* Short exercise *
Convert the lines of the entries from the line holding "entry: cab window" through the end of the entries, inclusive, into a Markdown table with the columns Row and Line. Number each line in Row, put its text in Line, and leave out blank lines.

⁂

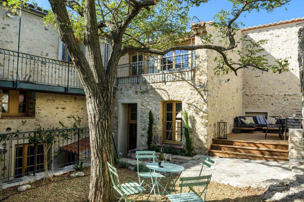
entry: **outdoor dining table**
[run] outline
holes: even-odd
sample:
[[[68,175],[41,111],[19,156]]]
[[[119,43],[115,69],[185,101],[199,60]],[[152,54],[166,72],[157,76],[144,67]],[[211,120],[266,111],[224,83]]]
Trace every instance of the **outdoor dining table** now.
[[[150,193],[149,194],[149,195],[148,197],[148,199],[147,199],[147,201],[148,201],[149,200],[149,198],[150,197],[150,196],[151,195],[151,193],[152,193],[152,191],[154,191],[154,193],[155,193],[155,190],[154,190],[155,187],[156,185],[157,186],[159,185],[160,187],[161,187],[162,188],[164,189],[164,191],[163,192],[162,194],[161,195],[161,198],[163,197],[164,196],[164,194],[165,192],[167,194],[170,194],[171,192],[174,189],[174,191],[175,191],[175,193],[176,193],[176,190],[175,189],[175,184],[176,183],[176,182],[178,180],[179,178],[179,177],[181,176],[181,174],[182,172],[185,169],[185,168],[182,166],[181,166],[179,165],[177,165],[176,164],[174,164],[173,163],[164,163],[164,166],[163,168],[160,168],[158,167],[158,163],[148,163],[147,165],[147,166],[148,167],[149,169],[150,170],[150,172],[151,172],[151,170],[156,170],[157,171],[159,171],[158,173],[158,174],[156,178],[155,178],[155,181],[153,181],[153,178],[151,178],[152,180],[152,183],[153,183],[153,186],[152,187],[152,188],[151,189],[151,191],[150,191]],[[166,186],[164,187],[161,185],[161,184],[159,183],[158,181],[157,180],[157,179],[158,177],[158,176],[159,175],[159,174],[161,173],[162,172],[166,172],[169,173],[169,175],[170,176],[170,177],[168,179],[168,180],[167,181],[167,183],[166,184]],[[173,175],[172,174],[172,173],[179,173],[179,174],[178,175],[178,176],[177,178],[175,180],[175,181],[174,181],[174,180],[173,178]],[[172,186],[172,188],[171,189],[170,192],[168,192],[167,191],[166,189],[167,188],[167,186],[169,184],[169,182],[170,182],[170,180],[172,180],[172,182],[173,183],[173,185]],[[158,193],[159,194],[159,193]],[[156,199],[156,195],[155,195],[155,200]],[[157,200],[156,200],[156,201]]]

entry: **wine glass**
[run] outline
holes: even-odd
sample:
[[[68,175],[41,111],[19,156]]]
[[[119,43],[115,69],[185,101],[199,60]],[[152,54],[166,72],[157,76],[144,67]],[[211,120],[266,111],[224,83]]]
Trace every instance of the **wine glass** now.
[[[167,161],[168,162],[167,163],[167,167],[169,167],[169,162],[171,161],[171,156],[170,154],[167,154],[166,156],[166,160],[167,160]]]

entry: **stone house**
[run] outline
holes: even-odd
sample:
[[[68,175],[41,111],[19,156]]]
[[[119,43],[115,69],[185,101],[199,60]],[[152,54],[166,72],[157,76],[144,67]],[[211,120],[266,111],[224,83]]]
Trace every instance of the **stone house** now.
[[[9,17],[3,7],[0,4],[0,133],[32,131],[29,126],[37,126],[39,121],[45,128],[59,126],[59,121],[71,126],[72,117],[77,116],[83,117],[81,126],[87,126],[85,97],[77,71],[69,62],[57,31],[43,26],[46,14],[32,7],[22,11],[22,53],[17,58],[19,19]],[[237,116],[301,115],[297,32],[303,25],[304,18],[299,18],[237,33],[238,38],[246,35],[256,41],[269,40],[265,48],[270,61],[291,57],[288,62],[294,69],[280,74],[248,69],[239,71],[237,76],[230,73],[219,77],[213,71],[218,56],[210,50],[176,50],[164,57],[137,53],[124,56],[118,67],[113,114],[112,135],[118,151],[125,156],[130,149],[146,146],[150,110],[155,118],[154,143],[177,148],[184,141],[182,112],[187,111],[194,152],[200,154],[208,153],[216,135],[217,122],[226,122],[230,132]],[[202,36],[217,35],[208,23],[202,22],[195,29]],[[111,47],[103,39],[105,63]],[[213,39],[220,44],[218,38]],[[183,44],[201,43],[194,37]],[[85,46],[79,45],[85,54]],[[237,56],[232,53],[229,56]],[[25,121],[26,124],[22,124]],[[69,144],[71,146],[73,142]],[[9,147],[2,143],[0,147],[3,151]]]

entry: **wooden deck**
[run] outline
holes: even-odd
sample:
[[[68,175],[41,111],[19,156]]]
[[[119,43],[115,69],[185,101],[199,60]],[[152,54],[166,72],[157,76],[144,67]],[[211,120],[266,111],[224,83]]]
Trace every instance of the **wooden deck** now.
[[[281,140],[278,132],[230,133],[227,139],[212,139],[209,155],[221,157],[269,161],[288,160],[288,141]],[[286,138],[288,139],[288,134]],[[283,137],[284,138],[284,137]]]

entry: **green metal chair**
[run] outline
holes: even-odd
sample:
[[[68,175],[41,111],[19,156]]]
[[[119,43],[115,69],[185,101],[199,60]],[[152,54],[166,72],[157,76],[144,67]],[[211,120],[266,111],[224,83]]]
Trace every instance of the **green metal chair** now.
[[[121,198],[118,201],[118,202],[120,202],[123,199],[125,200],[125,202],[134,202],[137,200],[140,194],[141,195],[142,197],[143,192],[146,190],[144,188],[135,182],[121,184],[118,179],[118,175],[117,173],[116,169],[109,162],[107,162],[107,163],[108,164],[108,168],[110,172],[113,187],[121,196]],[[118,183],[117,185],[114,182],[113,175],[116,176],[117,179]],[[128,199],[128,196],[135,194],[137,194],[137,196],[134,199],[130,200]]]
[[[161,174],[158,175],[158,173],[155,172],[155,170],[154,170],[151,173],[150,172],[140,172],[139,170],[139,159],[140,159],[152,158],[153,159],[153,162],[154,163],[155,162],[155,151],[136,151],[136,159],[137,159],[137,173],[138,175],[138,180],[139,181],[139,184],[140,185],[142,185],[143,183],[144,184],[144,186],[143,186],[143,187],[148,187],[150,188],[152,188],[152,187],[150,185],[153,182],[153,178],[156,178],[157,177],[158,175],[158,177],[164,177],[165,176],[164,176]],[[143,178],[142,181],[141,181],[140,177]],[[152,183],[147,184],[144,182],[145,179],[149,178],[151,178],[152,180]],[[157,189],[158,189],[158,187],[157,187]],[[158,192],[159,192],[159,191]]]
[[[206,195],[207,194],[207,188],[210,183],[212,175],[197,177],[182,177],[180,179],[181,183],[178,186],[181,187],[181,191],[179,193],[167,195],[168,199],[171,202],[205,202]],[[200,194],[195,191],[193,187],[199,186],[204,187],[203,191]],[[187,193],[183,193],[182,188],[183,187],[187,187],[190,189]],[[202,194],[205,193],[204,199],[201,197]]]

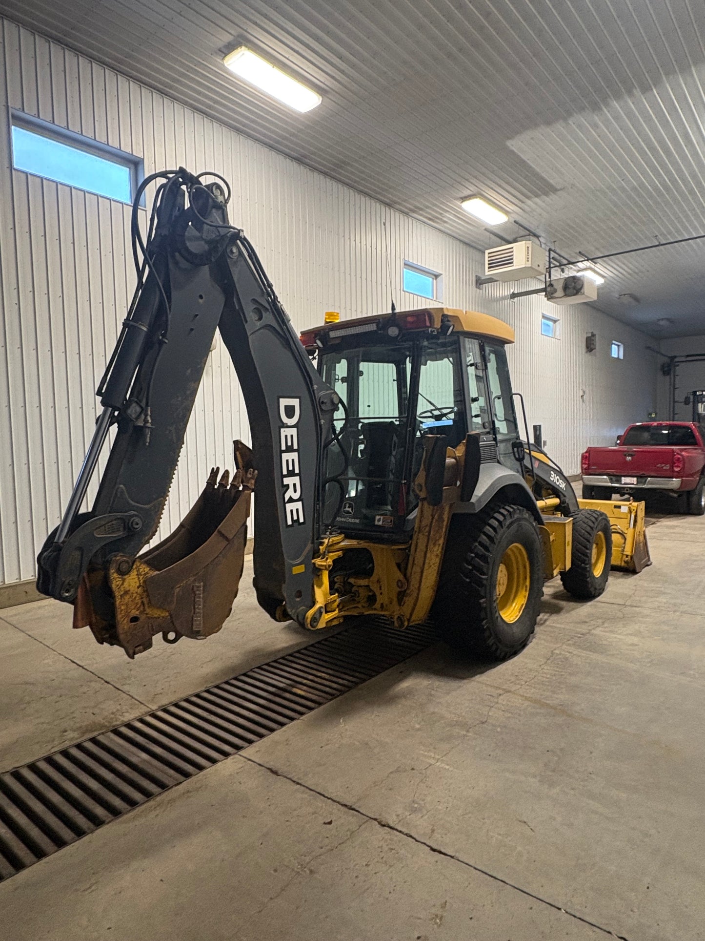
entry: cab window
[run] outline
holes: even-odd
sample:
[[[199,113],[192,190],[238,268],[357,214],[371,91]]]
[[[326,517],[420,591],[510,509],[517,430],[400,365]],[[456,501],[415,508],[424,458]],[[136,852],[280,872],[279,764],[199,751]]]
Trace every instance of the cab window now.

⁂

* Written reply *
| Row | Line |
|---|---|
| 1 | entry: cab window |
| 2 | [run] outline |
| 3 | holes: even-odd |
| 4 | sample: |
| 5 | [[[199,113],[192,190],[238,268],[357,214],[371,91]]] |
| 6 | [[[326,517],[420,591],[510,509],[517,430],[400,365]],[[456,501],[415,508],[424,458]],[[136,852],[280,872],[279,764],[199,751]]] |
| 7 | Trace every instance of the cab window now. |